## Problem requirements
A complete, exact retyping of the data below is required.

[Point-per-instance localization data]
►
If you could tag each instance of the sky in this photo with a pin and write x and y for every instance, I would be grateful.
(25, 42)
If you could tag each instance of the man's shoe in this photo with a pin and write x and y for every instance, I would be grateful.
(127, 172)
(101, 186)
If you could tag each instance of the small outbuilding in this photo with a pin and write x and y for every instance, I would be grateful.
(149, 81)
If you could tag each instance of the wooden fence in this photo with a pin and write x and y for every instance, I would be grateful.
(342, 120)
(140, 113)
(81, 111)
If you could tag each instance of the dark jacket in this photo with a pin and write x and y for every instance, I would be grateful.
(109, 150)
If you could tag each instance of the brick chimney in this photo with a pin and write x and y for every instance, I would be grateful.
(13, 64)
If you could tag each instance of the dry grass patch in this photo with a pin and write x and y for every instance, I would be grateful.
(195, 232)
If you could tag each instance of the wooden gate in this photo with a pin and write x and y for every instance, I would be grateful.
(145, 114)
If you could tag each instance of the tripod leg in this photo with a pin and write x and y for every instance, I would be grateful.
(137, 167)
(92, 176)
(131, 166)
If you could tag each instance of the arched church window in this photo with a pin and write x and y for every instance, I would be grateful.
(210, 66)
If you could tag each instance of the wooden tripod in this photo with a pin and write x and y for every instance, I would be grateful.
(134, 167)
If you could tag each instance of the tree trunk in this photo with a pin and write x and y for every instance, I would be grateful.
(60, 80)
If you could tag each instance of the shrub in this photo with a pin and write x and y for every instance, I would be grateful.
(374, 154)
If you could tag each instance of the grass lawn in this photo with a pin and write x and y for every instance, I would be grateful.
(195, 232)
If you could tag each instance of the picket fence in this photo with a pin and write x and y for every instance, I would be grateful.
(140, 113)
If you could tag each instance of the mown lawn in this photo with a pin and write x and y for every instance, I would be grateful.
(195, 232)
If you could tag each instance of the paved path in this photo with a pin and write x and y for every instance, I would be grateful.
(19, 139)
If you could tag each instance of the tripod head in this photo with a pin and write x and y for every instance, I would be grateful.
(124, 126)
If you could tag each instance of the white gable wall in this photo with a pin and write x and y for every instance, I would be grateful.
◄
## Result
If you could tag each instance of the sky in this photo with a pin and write x and y for every instance, I would be grateful.
(25, 42)
If you could tag each instance of the man's shoe in this photo with a pin and write x and y for every instance, I would be grateful.
(127, 172)
(101, 186)
If you could tag each instance of the small outbuilding in this photo with a pin and write x and y for every instance, I would be grateful.
(149, 81)
If you could tag each instance of the wooden fence in this photo with a pin and write x and y for every instance, I would be grateful.
(342, 120)
(140, 113)
(81, 111)
If you could tag each instance of the dark jacket in this photo with a pin and write x and y for every instance, I would be grateful.
(109, 150)
If you could tag each instance of the brick chimney in this photo with a pin and write x and y for every instance, I would be grateful.
(13, 64)
If you could tag each instance of the dry grass patch in this photo with a pin and write x and y for every instance, I would be grateful.
(195, 232)
If you could tag each instance of the wooden gate in this photo with a pin and write x and y for every instance, I would be grateful.
(145, 114)
If you could tag each instance of the tripod leg in this photo with a pin and write x and y for every instance, I would be grateful.
(137, 167)
(92, 176)
(131, 166)
If you could tag each instance of the arched church window in this photo with a pin and write x and y for every instance, I would be grateful.
(210, 66)
If you could tag each instance of the wooden tripod in this photo with a pin and write x and y for every instance, I would be grateful.
(134, 167)
If you could tag each instance of the tree trunk in this photo with a pin and write x and y for every instance, I would be grateful.
(60, 80)
If you could tag each instance of the shrub in this photo with a pin and write x and y for every instance, I would be grateful.
(374, 154)
If you could tag each instance of the grass lawn in this photo with a pin and write x and y for every instance, I would be grateful.
(195, 232)
If you could tag each instance of the picket fence in this photo with a pin and write x and y for every instance, I would be grateful.
(140, 113)
If you could tag each instance of the mown lawn in this photo with a pin and write x and y for every instance, I would be grateful.
(195, 232)
If you could tag each instance of the paved path in this photo with a pin and write x and y for every instance, I would be grateful.
(19, 139)
If you could tag each instance of the tripod head in this photo with a pin and write x and y for every instance, I would be grateful.
(124, 126)
If you could tag each instance of the white gable wall in this photo with a pin and write x and y for every instance, I would be grateful.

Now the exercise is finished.